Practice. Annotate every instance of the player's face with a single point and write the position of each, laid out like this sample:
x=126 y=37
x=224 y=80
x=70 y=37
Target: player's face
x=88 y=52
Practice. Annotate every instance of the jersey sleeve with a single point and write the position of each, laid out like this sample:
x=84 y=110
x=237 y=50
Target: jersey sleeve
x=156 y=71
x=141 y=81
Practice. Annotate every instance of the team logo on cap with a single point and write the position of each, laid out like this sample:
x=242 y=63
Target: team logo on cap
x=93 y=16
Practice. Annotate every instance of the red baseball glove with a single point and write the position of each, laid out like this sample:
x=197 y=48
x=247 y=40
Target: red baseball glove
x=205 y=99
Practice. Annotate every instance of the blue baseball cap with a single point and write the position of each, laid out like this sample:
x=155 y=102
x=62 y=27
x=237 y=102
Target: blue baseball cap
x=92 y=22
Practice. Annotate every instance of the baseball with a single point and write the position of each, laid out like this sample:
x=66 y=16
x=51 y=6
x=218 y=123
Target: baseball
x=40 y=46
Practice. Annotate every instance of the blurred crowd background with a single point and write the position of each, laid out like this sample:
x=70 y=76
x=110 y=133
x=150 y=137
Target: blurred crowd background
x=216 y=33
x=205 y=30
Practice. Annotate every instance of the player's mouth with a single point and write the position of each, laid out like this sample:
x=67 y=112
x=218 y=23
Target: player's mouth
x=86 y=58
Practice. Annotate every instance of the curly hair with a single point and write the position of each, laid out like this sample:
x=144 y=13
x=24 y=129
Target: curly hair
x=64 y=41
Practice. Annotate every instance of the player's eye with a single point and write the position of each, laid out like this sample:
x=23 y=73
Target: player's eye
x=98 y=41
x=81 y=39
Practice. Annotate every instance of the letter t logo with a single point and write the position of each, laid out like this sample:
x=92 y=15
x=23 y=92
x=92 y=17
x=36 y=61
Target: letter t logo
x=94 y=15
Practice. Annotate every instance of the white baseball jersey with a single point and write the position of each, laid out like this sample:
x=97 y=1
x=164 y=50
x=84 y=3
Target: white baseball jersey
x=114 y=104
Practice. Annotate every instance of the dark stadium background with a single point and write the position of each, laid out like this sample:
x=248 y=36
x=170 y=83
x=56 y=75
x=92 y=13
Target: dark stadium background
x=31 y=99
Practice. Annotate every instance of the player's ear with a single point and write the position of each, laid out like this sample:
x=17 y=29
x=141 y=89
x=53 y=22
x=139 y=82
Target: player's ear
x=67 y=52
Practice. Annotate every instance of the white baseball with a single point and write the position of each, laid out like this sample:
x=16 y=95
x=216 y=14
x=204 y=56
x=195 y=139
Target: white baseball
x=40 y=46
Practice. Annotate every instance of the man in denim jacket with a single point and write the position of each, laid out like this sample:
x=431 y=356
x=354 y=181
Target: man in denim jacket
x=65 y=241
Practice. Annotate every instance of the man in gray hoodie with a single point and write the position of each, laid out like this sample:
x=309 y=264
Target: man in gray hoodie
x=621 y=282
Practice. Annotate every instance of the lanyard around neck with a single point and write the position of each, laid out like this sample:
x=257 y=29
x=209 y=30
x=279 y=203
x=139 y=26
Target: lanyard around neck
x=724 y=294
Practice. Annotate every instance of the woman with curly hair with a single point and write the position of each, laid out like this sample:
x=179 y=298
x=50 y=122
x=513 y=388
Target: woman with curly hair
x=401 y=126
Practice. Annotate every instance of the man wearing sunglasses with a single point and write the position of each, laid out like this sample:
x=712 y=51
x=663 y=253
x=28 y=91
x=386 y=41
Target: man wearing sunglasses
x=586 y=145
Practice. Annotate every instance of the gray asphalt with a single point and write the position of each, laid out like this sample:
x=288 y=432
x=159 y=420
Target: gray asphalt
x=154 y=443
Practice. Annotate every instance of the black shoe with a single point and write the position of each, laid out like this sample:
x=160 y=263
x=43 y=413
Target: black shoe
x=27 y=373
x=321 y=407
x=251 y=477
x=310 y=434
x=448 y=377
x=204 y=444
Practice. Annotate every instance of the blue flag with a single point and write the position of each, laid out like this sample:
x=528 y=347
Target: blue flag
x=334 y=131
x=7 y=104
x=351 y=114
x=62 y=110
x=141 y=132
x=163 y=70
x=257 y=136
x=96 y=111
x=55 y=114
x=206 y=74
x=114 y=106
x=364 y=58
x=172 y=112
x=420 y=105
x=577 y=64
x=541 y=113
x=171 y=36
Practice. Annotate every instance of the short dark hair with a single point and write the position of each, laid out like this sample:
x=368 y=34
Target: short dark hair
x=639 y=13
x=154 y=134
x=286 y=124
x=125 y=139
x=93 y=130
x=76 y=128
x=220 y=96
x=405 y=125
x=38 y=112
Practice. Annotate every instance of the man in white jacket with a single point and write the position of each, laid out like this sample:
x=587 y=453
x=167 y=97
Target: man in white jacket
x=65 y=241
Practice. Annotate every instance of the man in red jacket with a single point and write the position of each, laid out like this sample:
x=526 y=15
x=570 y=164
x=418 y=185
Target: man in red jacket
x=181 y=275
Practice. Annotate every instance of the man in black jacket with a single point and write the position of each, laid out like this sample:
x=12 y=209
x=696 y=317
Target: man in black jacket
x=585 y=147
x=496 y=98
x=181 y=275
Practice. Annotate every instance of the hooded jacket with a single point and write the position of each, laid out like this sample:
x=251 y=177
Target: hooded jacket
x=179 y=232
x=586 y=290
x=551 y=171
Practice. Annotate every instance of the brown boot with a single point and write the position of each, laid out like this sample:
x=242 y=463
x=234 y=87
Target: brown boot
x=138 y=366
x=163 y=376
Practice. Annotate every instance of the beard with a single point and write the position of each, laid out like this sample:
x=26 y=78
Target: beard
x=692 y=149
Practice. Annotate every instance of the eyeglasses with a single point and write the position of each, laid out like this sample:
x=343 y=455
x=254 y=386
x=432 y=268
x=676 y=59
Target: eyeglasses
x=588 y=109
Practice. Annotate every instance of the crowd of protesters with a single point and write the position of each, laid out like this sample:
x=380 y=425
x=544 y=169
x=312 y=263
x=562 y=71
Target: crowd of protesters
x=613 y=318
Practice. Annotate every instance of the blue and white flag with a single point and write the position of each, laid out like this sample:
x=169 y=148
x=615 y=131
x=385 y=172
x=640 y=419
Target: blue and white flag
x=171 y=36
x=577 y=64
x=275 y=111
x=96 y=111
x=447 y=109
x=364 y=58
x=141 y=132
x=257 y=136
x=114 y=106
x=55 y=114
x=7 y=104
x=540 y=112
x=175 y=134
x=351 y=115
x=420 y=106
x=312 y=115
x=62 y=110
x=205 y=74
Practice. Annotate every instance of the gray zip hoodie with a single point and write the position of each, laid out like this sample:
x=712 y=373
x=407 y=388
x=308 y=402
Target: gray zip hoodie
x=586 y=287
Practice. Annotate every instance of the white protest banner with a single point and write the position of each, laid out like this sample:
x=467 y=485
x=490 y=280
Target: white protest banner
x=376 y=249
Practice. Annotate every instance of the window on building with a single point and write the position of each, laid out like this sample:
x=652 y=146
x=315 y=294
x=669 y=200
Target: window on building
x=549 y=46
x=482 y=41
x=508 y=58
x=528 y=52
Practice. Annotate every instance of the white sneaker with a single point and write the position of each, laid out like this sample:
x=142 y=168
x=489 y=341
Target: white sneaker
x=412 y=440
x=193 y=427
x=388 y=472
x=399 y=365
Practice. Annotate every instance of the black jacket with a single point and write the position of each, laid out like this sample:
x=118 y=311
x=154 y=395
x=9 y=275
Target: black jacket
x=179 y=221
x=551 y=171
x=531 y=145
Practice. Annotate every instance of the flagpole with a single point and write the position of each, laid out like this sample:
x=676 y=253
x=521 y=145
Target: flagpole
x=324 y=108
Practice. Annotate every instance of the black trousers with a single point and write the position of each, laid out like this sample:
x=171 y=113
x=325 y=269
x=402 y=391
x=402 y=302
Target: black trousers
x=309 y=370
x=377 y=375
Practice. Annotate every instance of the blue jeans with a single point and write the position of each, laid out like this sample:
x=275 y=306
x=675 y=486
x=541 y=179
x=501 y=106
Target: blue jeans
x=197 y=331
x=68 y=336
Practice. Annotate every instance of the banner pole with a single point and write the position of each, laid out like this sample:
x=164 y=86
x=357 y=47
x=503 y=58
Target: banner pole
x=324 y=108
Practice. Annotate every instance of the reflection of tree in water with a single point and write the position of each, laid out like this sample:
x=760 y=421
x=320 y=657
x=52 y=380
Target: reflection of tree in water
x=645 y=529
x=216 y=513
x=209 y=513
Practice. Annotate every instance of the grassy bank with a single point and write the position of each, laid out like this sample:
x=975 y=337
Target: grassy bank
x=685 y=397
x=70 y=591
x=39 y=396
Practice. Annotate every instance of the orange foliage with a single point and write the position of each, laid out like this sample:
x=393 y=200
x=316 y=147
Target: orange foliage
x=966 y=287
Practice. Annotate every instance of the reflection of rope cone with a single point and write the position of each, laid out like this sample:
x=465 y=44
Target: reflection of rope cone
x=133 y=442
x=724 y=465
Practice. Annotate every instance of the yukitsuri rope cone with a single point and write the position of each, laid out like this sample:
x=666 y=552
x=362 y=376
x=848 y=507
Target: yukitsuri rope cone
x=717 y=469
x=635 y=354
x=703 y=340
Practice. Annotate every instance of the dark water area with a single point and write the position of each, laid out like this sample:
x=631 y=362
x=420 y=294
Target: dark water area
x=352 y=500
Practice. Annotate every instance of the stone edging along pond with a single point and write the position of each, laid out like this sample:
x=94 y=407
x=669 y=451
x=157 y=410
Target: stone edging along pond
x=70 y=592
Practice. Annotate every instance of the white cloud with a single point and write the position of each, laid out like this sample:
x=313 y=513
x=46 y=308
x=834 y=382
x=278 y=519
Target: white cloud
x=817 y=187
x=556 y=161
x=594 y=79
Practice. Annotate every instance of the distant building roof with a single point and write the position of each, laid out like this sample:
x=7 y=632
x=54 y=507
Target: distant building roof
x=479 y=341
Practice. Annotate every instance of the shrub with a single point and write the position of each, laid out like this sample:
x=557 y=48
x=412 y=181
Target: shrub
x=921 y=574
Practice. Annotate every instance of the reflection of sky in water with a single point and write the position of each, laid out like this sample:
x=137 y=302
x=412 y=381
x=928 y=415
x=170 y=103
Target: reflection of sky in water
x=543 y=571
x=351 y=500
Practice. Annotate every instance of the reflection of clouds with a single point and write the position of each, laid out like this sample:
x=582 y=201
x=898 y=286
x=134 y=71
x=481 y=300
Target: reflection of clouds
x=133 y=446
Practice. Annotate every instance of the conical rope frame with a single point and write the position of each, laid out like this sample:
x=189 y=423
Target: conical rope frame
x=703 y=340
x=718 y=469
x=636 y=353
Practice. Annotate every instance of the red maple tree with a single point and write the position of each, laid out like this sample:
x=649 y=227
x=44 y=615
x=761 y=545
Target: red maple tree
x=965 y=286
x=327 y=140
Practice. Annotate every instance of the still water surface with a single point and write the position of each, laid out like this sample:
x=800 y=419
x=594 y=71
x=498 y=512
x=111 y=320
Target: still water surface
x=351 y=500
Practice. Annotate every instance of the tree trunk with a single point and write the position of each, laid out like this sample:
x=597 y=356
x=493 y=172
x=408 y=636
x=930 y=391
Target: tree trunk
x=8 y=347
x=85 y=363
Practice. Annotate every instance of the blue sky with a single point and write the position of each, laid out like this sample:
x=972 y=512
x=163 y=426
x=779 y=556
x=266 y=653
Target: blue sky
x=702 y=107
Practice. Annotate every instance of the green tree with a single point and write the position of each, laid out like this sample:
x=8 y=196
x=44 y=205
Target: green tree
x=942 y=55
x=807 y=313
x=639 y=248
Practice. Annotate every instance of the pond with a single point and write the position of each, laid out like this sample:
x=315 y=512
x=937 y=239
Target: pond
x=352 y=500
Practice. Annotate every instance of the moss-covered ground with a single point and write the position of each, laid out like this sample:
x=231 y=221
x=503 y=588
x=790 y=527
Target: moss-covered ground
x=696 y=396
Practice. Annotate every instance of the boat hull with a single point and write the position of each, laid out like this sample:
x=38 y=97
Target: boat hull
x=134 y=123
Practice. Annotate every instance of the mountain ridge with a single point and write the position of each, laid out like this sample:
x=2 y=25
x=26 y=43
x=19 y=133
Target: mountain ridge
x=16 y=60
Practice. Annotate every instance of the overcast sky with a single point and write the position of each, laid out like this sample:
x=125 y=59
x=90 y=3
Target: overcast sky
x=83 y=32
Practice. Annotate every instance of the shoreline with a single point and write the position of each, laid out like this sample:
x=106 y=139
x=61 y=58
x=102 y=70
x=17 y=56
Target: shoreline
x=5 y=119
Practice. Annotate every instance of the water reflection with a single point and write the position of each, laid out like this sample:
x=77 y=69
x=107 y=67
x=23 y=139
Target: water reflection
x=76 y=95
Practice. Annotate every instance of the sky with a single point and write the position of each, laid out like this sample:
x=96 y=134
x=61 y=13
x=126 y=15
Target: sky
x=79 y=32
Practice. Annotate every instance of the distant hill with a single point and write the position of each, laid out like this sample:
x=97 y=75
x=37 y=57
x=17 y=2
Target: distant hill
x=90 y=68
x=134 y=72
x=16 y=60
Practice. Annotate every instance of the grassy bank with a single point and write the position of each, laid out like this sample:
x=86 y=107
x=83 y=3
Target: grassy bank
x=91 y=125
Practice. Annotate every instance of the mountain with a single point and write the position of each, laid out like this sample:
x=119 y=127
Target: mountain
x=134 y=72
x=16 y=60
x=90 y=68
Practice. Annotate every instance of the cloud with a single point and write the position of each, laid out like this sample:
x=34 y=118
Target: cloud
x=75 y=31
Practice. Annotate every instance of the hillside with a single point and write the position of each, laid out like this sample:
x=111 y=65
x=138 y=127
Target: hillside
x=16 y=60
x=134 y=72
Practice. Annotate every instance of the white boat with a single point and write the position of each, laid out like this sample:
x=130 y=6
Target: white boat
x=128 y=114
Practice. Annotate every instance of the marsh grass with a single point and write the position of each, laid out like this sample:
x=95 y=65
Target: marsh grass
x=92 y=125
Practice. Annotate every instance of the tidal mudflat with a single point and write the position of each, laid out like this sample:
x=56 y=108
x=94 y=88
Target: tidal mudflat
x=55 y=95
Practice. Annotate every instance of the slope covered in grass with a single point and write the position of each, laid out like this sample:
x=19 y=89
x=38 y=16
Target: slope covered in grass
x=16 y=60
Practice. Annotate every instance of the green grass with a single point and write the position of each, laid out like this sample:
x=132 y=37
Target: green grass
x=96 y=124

_GIVEN PROBLEM:_ Present the lines of the records as a numbered list, from the line containing "Practice. Annotate every instance of the dark water" down to the line containing "x=921 y=574", both included, and leave out any blank lines.

_OUTPUT OF THE TASK:_
1. Practice. Annotate every instance of the dark water area with a single point and write the position of each, laid out like this sample:
2. x=631 y=362
3. x=420 y=294
4. Target: dark water area
5. x=352 y=500
6. Practice. Annotate every instance of the stone edging along pond with a single point and write the position of each, laid out like this sample:
7. x=94 y=407
8. x=669 y=451
9. x=157 y=410
10. Target: stone edging along pond
11. x=70 y=592
12. Practice. Annotate every instance of the white cloud with a single point and write the position of each, laid out like this sample:
13. x=313 y=513
14. x=46 y=308
15. x=834 y=382
16. x=278 y=519
17. Target: white cloud
18. x=817 y=187
19. x=556 y=161
20. x=594 y=79
21. Practice. Annotate every instance of the distant building roof with a single point and write the position of each, laid out like this sample:
22. x=7 y=632
23. x=54 y=507
24. Target: distant building roof
25. x=479 y=341
26. Practice. Annotate every instance of the shrub with a single point and write the position of each, laid out like this sample:
27. x=557 y=48
28. x=412 y=181
29. Target: shrub
30. x=921 y=574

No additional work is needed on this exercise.